* Selected extract
-- Opening Marker --
Prep time: 4 hours and 20 minutes
Cook time: 45 minutes
- 1 wild turkey breast (about 1 ½ pounds)
- 4 cups water
- ¼ cup kosher salt
- ¼ cup packed brown sugar
- 4 cloves garlic, minced
- 1 teaspoon chopped fresh rosemary
- ½ teaspoon chopped fresh thyme
- ½ teaspoon dried coriander
- Quarter of a small onion, minced
- 2 tablespoons chopped fresh parsley
- Apple butter
- Freshly cracked pepper
- 2 teaspoons olive oil
- Special equipment: cooking twine
- To make the brine, combine water, kosher salt and sugar in a bowl, and stir until dissolved. Submerge turkey breast in the brine, weighing it down with a plate. Refrigerate for 2 to 4 hours – the longer the saltier.
- Preheat oven to 350 degrees. Remove turkey breast from brine and rinse with cold water. Pat dry with paper towels. Butterfly turkey breast and lay between two sheets of plastic wrap. Pound with a mallet to get a slightly rectangular shape with uniform thickness – about 1 centimeter. (The more even you can get the breast, the easier it will be to roll later.) Set aside.
-- Closing Marker --
* Prompt 1
Please answer these questions about the turkey recipe:
(a) How much kosher salt goes into the brine?
(b) How long should the turkey breast stay in the brine in the refrigerator?
(c) To what temperature should the oven be preheated?
* Prompt 2
Go on with the turkey recipe from the point where it stops.
The entries after this text are not needed.

* Dataset
-- Opening Marker --
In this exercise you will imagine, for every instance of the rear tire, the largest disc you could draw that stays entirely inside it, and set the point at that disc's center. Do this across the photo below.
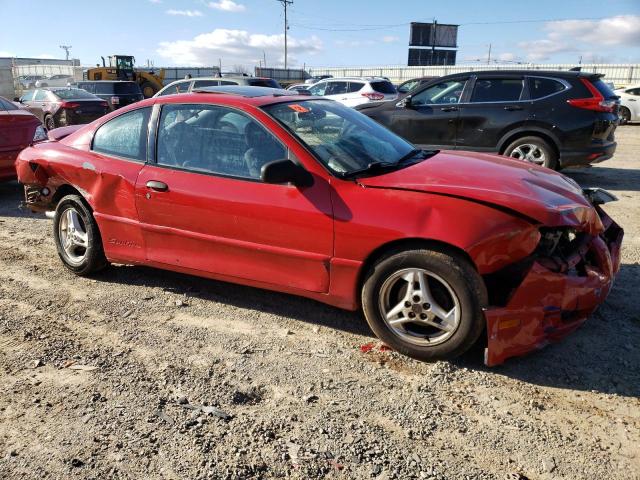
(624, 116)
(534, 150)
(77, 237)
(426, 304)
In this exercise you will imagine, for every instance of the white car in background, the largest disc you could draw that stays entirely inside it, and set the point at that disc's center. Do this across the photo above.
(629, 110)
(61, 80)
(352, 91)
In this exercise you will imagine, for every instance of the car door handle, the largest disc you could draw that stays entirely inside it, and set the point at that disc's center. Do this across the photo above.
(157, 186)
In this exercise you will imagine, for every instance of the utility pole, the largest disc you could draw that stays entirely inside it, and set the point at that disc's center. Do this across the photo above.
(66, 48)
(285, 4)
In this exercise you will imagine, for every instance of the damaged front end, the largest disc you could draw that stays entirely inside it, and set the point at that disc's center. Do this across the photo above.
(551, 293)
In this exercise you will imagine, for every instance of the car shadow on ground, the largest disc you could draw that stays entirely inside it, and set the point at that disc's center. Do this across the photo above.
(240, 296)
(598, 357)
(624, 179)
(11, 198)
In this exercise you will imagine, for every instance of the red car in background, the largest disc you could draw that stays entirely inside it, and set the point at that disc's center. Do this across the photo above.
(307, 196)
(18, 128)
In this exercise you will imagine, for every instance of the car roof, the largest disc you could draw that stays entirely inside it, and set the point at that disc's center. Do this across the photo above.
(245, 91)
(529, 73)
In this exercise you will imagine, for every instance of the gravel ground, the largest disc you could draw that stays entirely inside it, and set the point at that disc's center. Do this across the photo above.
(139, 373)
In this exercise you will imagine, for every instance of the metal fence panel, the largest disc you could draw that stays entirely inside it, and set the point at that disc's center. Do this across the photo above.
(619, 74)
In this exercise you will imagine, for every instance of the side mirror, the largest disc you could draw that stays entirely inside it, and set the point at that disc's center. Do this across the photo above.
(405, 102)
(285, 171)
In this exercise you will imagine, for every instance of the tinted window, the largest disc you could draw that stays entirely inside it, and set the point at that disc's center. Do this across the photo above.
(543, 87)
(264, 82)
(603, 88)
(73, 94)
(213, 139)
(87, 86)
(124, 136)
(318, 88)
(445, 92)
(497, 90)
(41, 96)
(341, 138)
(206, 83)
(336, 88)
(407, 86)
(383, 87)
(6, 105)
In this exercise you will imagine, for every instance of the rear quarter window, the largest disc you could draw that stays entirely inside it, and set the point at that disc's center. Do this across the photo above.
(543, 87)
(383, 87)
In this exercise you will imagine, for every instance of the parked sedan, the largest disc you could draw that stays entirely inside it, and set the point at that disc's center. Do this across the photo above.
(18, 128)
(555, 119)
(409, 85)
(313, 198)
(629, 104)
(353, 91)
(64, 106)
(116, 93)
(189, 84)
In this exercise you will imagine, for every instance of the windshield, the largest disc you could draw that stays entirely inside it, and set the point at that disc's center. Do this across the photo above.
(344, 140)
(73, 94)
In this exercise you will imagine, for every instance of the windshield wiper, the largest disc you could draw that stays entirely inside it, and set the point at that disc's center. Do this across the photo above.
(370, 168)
-- Closing Marker --
* Answer box 1
(a) ¼ cup
(b) 2 to 4 hours
(c) 350 degrees

* Answer box 2
- Combine garlic, rosemary, thyme, coriander, minced onion, parsley and apple butter. Evenly spread apple mixture onto the flattened turkey breast.
- Roll flattened turkey breast into a log and secure with cooking twine. Rub olive oil over the roulade and sprinkle cracked pepper on top.
- Place turkey log into a rimmed cookie sheet, and bake in a 350-degree oven for 40 to 45 minutes, or until internal temperature reaches 160 degrees. If desired, quickly broil the roulade toward the end for a brown crust. Allow roulade to rest for at least 5 minutes. Discard cooking twine and slice.
About this Apple-Rosemary Wild Turkey Roulade Recipe:
I'm always trying to think of something unique to do with wild turkey breast. It's not the easiest protein to work with; being so lean and light, I don't find it as flavorful and juicy as other wild game meats. But with mildness comes versatility. If treated like a blank canvas, wild turkey – much like chicken – can take on just about any flavors and treatment.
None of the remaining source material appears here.